▶ **Task description**
Take the records underneath and set them down exactly.
--- Records to process Enclosed Below ---
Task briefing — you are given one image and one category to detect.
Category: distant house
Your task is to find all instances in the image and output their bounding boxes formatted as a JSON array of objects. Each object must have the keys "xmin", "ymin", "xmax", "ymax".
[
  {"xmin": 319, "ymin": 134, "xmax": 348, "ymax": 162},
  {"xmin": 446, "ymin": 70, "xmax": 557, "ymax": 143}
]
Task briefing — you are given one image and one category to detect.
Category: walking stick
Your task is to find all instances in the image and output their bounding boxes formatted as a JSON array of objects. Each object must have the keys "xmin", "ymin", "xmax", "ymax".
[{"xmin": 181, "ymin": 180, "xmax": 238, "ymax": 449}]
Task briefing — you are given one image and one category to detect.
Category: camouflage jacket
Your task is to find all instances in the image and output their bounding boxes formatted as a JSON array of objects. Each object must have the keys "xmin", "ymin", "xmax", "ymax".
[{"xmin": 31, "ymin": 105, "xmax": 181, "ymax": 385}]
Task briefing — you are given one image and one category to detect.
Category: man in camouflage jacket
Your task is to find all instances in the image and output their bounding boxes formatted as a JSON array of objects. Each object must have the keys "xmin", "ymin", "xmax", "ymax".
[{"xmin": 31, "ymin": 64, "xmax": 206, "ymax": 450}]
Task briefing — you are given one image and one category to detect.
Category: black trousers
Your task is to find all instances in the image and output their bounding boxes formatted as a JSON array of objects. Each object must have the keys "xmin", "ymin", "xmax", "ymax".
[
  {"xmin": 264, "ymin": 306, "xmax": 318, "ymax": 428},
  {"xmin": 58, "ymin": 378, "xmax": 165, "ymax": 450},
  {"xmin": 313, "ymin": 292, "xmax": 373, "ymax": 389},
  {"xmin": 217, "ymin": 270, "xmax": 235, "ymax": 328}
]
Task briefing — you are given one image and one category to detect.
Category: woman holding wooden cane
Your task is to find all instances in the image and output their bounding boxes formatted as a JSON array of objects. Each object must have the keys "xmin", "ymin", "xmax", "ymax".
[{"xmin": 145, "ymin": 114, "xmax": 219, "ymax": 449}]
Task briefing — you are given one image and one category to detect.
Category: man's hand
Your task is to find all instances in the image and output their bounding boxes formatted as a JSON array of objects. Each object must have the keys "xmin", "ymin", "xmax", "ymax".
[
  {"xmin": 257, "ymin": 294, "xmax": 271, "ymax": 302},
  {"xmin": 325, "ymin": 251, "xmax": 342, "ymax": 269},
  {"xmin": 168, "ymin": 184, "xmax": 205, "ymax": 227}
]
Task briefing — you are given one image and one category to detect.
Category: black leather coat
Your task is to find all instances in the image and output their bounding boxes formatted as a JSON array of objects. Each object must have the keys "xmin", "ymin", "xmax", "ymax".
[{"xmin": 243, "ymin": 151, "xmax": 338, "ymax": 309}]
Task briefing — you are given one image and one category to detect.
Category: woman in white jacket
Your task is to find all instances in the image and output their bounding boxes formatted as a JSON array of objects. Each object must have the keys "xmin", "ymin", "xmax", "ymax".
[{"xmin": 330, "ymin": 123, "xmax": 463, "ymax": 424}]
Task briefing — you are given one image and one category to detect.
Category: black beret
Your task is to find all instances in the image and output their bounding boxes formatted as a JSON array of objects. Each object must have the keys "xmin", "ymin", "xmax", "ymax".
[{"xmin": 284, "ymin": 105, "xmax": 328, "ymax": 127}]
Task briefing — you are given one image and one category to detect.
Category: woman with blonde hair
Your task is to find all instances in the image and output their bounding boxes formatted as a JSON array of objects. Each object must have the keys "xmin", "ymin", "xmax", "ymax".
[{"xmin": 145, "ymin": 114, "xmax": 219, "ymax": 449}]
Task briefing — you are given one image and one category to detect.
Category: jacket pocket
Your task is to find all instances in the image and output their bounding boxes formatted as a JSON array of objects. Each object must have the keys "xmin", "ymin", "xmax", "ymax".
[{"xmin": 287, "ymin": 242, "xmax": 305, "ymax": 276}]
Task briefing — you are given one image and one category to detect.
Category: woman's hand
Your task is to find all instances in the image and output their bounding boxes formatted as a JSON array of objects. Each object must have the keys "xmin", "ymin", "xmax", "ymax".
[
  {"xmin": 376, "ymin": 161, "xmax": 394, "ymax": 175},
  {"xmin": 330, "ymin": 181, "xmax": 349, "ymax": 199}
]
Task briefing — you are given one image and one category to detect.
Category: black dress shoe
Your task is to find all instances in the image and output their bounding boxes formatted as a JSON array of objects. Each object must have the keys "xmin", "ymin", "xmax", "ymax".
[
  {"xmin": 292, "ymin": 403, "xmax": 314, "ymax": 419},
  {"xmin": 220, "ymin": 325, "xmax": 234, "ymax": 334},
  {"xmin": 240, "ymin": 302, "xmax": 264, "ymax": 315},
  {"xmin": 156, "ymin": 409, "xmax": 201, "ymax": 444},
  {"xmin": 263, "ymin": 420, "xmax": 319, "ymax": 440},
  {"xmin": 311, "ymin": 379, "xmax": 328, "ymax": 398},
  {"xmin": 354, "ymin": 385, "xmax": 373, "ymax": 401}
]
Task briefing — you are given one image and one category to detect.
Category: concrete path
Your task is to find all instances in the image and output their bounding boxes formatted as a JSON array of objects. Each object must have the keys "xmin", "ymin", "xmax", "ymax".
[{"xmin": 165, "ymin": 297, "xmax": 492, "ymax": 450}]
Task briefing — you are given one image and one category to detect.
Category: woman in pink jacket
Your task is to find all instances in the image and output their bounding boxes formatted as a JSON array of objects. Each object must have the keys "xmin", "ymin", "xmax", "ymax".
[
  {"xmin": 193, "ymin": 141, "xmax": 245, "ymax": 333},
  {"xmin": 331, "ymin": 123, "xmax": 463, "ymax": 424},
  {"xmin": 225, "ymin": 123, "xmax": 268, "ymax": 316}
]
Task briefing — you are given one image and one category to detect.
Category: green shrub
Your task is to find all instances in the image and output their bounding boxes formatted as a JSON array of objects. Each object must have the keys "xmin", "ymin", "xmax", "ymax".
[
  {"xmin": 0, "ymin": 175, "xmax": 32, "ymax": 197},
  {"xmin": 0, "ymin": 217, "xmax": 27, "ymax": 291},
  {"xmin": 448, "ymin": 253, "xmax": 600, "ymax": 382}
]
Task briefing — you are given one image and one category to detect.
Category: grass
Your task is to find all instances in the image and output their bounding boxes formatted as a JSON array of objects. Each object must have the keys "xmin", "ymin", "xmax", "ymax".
--- End of Enclosed Records to process ---
▶ **Written answer**
Task briefing — you are given one image and one category to detect.
Category: distant house
Your task is to find all instances in the image and output their bounding boxes formatted as a JSON array of objects. Each object must have the keys "xmin", "ymin", "xmax", "ymax".
[
  {"xmin": 319, "ymin": 134, "xmax": 348, "ymax": 162},
  {"xmin": 446, "ymin": 70, "xmax": 557, "ymax": 143}
]
Task briefing — you are given one image and one category to detect.
Category: walking stick
Your task is to find all instances in the image and output their bounding boxes formatted as a JSON array of objects. Each object must have the keys "xmin", "ymin", "xmax", "ymax".
[{"xmin": 181, "ymin": 180, "xmax": 238, "ymax": 449}]
Task briefing — you are given one image and one category to detect.
Category: camouflage jacket
Your task is to find all instances in the image and output their bounding boxes formatted as a JSON array of objects. Each object must have the keys "xmin", "ymin", "xmax", "ymax".
[{"xmin": 31, "ymin": 105, "xmax": 181, "ymax": 385}]
Task briefing — you are given one image and one category to detect.
Category: man in camouflage jacket
Your task is to find all instances in the image and output their bounding boxes formatted as a JSON array of objects. Each object must have the keys "xmin", "ymin", "xmax", "ymax".
[{"xmin": 31, "ymin": 64, "xmax": 206, "ymax": 450}]
Task briefing — you are given one image and one category to detect.
Category: black trousers
Your task is to find all instances in the image and output their bounding boxes formatted as a JSON array of objects. Each object must have the keys "xmin", "ymin", "xmax", "ymax".
[
  {"xmin": 264, "ymin": 306, "xmax": 318, "ymax": 428},
  {"xmin": 58, "ymin": 378, "xmax": 165, "ymax": 450},
  {"xmin": 313, "ymin": 292, "xmax": 373, "ymax": 389},
  {"xmin": 217, "ymin": 270, "xmax": 235, "ymax": 328}
]
Task briefing — you are given one image and one category to detect.
Category: woman holding wooden cane
Your task is to find all instances in the image and output their bounding boxes formatted as a JSON array of objects. Each object must have the keys "xmin", "ymin", "xmax", "ymax".
[{"xmin": 145, "ymin": 114, "xmax": 219, "ymax": 449}]
Task briefing — you are given one image and one category to detect.
Category: man's hand
Your task is to find all instances in the image and output their bounding boxes formatted as a JSON array of objects. Each object must have the keys "xmin", "ymin", "xmax", "ymax".
[
  {"xmin": 257, "ymin": 294, "xmax": 271, "ymax": 302},
  {"xmin": 325, "ymin": 251, "xmax": 342, "ymax": 269},
  {"xmin": 168, "ymin": 184, "xmax": 205, "ymax": 227}
]
Task briefing — you are given one image and one category to detect.
Category: black leather coat
Your task is to find all instances in the image and output their bounding boxes formatted as a JSON array of objects. Each object must have the keys "xmin", "ymin", "xmax", "ymax".
[{"xmin": 243, "ymin": 151, "xmax": 338, "ymax": 309}]
Task briefing — you are given one image and one category to detect.
Category: woman in white jacket
Your task is to find all instances in the image and output their bounding boxes formatted as a JSON array of objects. Each object must have the keys "xmin", "ymin", "xmax", "ymax".
[{"xmin": 330, "ymin": 123, "xmax": 463, "ymax": 424}]
Task briefing — you are given one image and one category to detect.
Category: black beret
Your task is to find all instances in the image and output their bounding boxes formatted as a JSON array of objects. Each object must have the keys "xmin", "ymin", "xmax", "ymax".
[{"xmin": 284, "ymin": 105, "xmax": 328, "ymax": 127}]
Task briefing — you are given one image and one category to detect.
Category: woman with blonde hair
Your task is to find all instances in the image and output their bounding boxes formatted as a JSON array of objects. Each object must have the keys "xmin", "ymin", "xmax", "ymax".
[{"xmin": 145, "ymin": 114, "xmax": 219, "ymax": 449}]
Task briefing — you are given one image and one category to detect.
Category: jacket pocket
Your task is to find all instances in the image and output their bounding boxes formatted as a JSON array of objects. Each object must have the keys "xmin", "ymin", "xmax", "ymax".
[{"xmin": 287, "ymin": 242, "xmax": 305, "ymax": 276}]
Task briefing — you are given one image and one category to detect.
Category: woman's hand
Your task is to find all instances in the image and output their bounding boxes formatted as a JSON array of objects. Each object must have the keys "xmin", "ymin", "xmax", "ymax".
[
  {"xmin": 376, "ymin": 161, "xmax": 394, "ymax": 175},
  {"xmin": 330, "ymin": 181, "xmax": 349, "ymax": 199}
]
Task briefing — you are given one image and one category to detect.
Category: black dress shoe
Your task is to find all instances in the image and output their bounding boxes formatted as a JSON array of objects. Each object must have the keys "xmin", "ymin", "xmax", "ymax".
[
  {"xmin": 292, "ymin": 403, "xmax": 314, "ymax": 419},
  {"xmin": 220, "ymin": 325, "xmax": 234, "ymax": 334},
  {"xmin": 240, "ymin": 302, "xmax": 264, "ymax": 315},
  {"xmin": 156, "ymin": 409, "xmax": 201, "ymax": 444},
  {"xmin": 263, "ymin": 420, "xmax": 319, "ymax": 440},
  {"xmin": 311, "ymin": 379, "xmax": 328, "ymax": 398},
  {"xmin": 354, "ymin": 385, "xmax": 373, "ymax": 401}
]
Task briefing — you are given one image and one category to detect.
Category: concrete path
Your task is to find all instances in the image and output their bounding boxes formatted as a JSON array of objects. Each object must have the keys "xmin", "ymin", "xmax", "ymax".
[{"xmin": 165, "ymin": 297, "xmax": 492, "ymax": 450}]
Task briefing — you are given one image and one category to detect.
Category: woman in pink jacket
Your task is to find all instances in the image and output their bounding boxes formatted as a JSON array of objects. Each object must have the keys "xmin", "ymin", "xmax", "ymax".
[
  {"xmin": 193, "ymin": 141, "xmax": 245, "ymax": 333},
  {"xmin": 331, "ymin": 123, "xmax": 463, "ymax": 424},
  {"xmin": 225, "ymin": 123, "xmax": 268, "ymax": 316}
]
Task briefing — you are given one image and one category to detect.
Category: green shrub
Your task is to find all instances in the image and output their bounding boxes formatted as a JSON array of objects. Each object must have the keys "xmin", "ymin", "xmax", "ymax".
[
  {"xmin": 0, "ymin": 175, "xmax": 32, "ymax": 197},
  {"xmin": 0, "ymin": 217, "xmax": 27, "ymax": 291},
  {"xmin": 448, "ymin": 253, "xmax": 600, "ymax": 382}
]
Task briefing — you are given one image and one category to detect.
Category: grass
Your task is to find all instances in the image and output their bounding boxes formatted as a JSON array of objects. Each object must have the keys "xmin", "ymin", "xmax", "ymax".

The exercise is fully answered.